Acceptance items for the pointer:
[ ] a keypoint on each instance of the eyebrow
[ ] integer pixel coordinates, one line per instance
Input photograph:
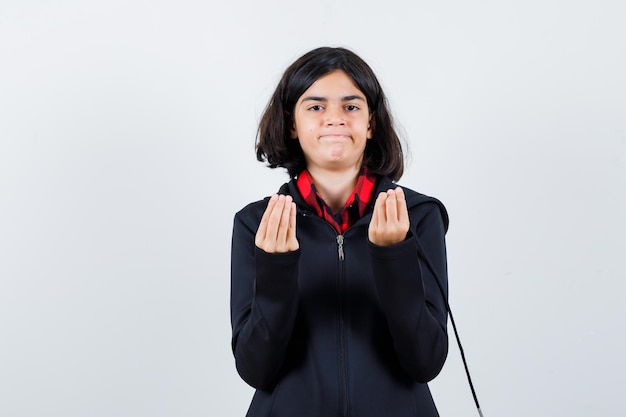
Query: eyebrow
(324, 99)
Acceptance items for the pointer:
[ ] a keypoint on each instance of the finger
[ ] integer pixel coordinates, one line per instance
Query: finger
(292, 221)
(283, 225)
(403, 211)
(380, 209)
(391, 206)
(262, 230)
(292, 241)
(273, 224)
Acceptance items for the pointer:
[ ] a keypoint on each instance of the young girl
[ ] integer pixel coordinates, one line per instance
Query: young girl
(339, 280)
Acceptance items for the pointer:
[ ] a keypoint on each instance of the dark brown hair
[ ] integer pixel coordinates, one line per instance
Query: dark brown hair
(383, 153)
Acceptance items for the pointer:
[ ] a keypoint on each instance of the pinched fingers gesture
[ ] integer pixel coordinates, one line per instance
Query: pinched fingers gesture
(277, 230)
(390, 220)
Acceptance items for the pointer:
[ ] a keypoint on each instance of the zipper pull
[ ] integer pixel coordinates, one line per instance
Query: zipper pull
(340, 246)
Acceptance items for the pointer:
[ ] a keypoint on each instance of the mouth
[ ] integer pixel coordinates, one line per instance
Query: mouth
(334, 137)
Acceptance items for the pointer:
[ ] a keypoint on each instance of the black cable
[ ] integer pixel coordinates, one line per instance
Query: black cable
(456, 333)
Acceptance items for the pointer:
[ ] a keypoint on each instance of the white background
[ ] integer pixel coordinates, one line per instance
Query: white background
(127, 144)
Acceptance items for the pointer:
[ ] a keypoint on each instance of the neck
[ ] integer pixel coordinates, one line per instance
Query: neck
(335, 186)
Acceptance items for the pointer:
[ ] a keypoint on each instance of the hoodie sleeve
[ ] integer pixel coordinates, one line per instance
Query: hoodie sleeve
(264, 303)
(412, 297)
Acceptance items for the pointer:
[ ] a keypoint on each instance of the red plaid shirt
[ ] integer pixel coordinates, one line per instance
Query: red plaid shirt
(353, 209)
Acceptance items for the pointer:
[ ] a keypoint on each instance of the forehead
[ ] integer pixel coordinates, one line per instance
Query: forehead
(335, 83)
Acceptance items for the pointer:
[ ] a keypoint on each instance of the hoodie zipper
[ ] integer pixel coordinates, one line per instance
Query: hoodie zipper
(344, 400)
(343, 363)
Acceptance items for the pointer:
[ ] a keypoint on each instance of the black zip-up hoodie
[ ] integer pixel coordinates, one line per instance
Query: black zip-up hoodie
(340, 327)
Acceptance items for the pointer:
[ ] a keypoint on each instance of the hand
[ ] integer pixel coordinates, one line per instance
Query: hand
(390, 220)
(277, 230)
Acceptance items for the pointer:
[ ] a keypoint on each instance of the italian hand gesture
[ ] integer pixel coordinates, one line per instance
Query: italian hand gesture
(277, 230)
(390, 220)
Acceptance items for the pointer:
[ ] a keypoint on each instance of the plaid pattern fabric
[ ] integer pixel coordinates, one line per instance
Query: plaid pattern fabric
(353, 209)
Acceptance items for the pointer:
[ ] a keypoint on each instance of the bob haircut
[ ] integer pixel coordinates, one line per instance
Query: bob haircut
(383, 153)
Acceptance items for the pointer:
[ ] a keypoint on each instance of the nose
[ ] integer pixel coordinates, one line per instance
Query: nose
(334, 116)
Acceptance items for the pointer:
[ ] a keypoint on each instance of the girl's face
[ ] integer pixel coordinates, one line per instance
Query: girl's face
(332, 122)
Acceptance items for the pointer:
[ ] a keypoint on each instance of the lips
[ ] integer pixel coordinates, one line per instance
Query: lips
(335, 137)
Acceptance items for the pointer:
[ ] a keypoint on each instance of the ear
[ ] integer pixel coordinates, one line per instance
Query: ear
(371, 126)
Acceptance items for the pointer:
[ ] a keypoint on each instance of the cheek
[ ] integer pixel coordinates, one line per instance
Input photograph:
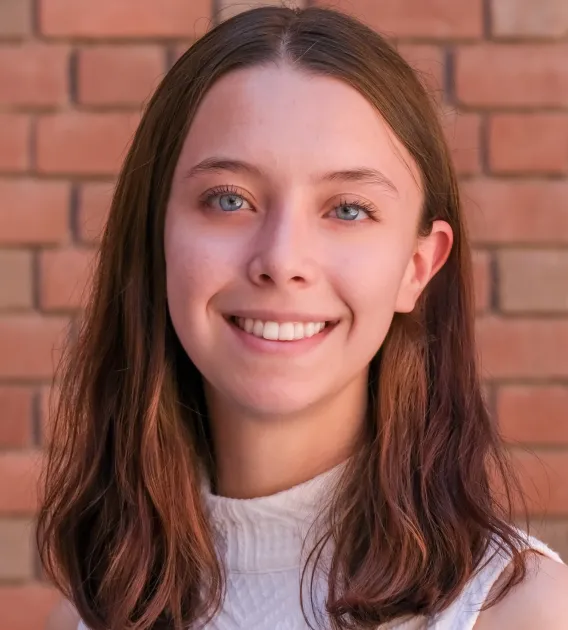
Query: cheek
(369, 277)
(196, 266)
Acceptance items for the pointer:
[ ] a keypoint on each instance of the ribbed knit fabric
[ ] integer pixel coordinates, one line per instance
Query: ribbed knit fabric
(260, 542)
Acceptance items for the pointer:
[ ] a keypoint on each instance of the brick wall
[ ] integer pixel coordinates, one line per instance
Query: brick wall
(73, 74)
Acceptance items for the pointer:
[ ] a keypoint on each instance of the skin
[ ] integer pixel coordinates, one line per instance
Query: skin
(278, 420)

---

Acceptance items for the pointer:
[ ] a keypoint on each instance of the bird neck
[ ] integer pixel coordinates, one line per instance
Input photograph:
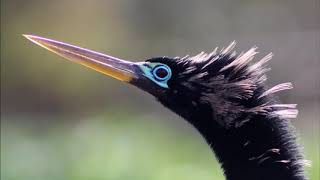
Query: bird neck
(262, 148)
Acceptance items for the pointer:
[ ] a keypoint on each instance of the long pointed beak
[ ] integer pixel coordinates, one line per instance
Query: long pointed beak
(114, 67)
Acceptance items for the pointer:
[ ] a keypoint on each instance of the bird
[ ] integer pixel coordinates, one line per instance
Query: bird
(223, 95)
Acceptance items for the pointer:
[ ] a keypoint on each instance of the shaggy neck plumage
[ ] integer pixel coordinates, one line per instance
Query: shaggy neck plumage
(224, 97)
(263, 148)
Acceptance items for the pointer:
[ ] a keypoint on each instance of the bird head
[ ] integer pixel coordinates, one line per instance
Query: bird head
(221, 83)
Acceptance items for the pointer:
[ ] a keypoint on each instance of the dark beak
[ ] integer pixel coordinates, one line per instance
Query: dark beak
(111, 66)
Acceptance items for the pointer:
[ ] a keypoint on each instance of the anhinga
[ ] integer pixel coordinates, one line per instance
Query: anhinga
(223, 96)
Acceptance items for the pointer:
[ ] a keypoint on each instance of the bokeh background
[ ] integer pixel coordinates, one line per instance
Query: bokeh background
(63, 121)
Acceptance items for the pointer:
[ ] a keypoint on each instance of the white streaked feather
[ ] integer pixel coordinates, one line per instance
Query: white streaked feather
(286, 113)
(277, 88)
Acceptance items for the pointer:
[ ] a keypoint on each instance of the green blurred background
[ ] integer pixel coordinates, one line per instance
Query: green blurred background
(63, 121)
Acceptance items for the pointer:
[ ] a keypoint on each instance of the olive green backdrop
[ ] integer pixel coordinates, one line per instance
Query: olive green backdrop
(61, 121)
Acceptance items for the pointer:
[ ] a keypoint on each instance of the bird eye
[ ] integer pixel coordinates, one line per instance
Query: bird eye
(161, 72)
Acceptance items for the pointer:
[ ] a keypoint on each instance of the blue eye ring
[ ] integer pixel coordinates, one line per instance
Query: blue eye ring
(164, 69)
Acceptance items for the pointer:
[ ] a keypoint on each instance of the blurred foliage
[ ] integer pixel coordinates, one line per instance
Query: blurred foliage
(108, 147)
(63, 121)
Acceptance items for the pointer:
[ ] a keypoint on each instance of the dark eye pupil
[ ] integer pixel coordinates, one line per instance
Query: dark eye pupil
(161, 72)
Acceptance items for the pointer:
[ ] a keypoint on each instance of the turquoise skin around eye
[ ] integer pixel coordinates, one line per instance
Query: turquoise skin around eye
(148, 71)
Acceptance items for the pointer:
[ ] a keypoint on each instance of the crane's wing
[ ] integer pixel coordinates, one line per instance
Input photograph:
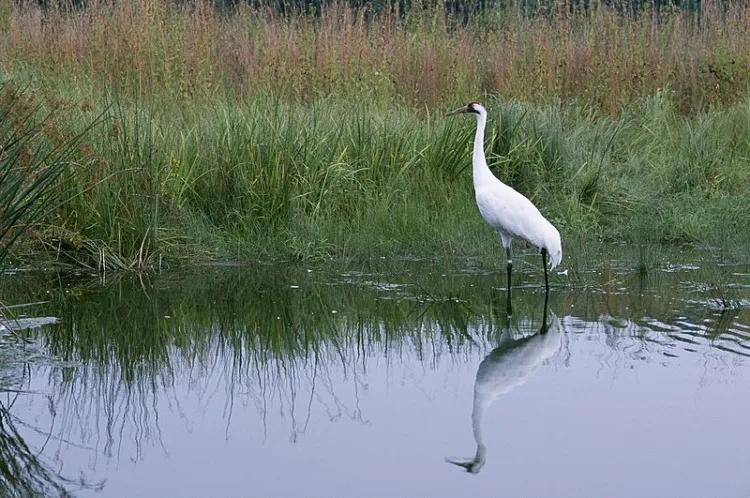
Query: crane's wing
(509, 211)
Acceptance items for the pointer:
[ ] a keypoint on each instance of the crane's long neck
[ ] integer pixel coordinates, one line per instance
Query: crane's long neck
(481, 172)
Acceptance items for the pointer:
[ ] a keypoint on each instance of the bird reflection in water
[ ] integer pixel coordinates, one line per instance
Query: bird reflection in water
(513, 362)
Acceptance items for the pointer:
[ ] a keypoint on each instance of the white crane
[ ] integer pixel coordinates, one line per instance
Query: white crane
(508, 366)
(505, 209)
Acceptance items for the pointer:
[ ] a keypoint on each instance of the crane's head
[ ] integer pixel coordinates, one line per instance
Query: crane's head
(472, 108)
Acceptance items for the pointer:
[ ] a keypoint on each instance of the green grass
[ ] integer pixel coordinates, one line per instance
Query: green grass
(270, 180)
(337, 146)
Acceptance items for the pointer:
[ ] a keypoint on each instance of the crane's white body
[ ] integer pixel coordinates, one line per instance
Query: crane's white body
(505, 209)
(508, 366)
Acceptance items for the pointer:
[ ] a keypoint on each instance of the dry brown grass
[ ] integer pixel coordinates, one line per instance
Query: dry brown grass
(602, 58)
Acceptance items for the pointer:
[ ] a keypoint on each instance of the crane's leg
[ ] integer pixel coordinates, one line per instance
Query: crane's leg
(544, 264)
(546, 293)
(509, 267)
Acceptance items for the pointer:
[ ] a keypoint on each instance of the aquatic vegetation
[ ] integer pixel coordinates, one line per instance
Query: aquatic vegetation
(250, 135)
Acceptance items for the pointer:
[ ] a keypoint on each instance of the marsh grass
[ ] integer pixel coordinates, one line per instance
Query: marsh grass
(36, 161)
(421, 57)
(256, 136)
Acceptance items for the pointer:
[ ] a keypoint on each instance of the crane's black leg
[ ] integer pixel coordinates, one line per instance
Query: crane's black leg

**The task:** Reprint exactly the lines above that start at the one with "[ ] a keypoint on each instance of the white streaked" and end at the one with "[ ] a keypoint on each instance of the bird eye", keeping both and adding none.

**Reply to the task:**
[ ] a keypoint on each instance of the white streaked feather
[ ] integer pixel coordinates, one line per instance
Query: white streaked feather
(286, 113)
(277, 88)
Acceptance items for the pointer:
[ ] a keypoint on each instance of the green blurred background
[ ] integer pixel coordinates, one line per instance
Query: green blurred background
(63, 121)
Acceptance items for the pointer:
[ ] a keypoint on each instance of the olive green backdrop
[ ] integer pixel coordinates, one line per instance
Query: olive green backdrop
(61, 121)
Acceptance items for the pointer:
[ ] a keypoint on each instance of the bird eye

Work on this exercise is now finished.